| Verilen kayıtlar |
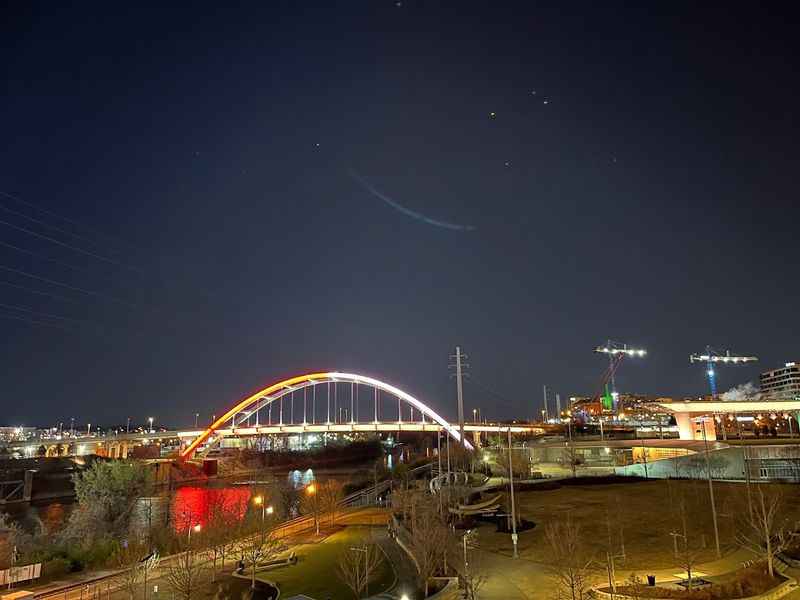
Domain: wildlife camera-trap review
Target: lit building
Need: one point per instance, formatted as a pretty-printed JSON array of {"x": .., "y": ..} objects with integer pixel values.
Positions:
[{"x": 783, "y": 383}]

| Yönergeler ve koşullar |
Yukarıdaki kayıtların tamamındaki satırları, her satıra bir dize düşecek şekilde bir JSON dize listesine dönüştür ve boş satırları atla. Resimleri cevaba dahil etme.

| Alıştırma sonucu |
[
  "Domain: wildlife camera-trap review",
  "Target: lit building",
  "Need: one point per instance, formatted as a pretty-printed JSON array of {\"x\": .., \"y\": ..} objects with integer pixel values.",
  "Positions:",
  "[{\"x\": 783, \"y\": 383}]"
]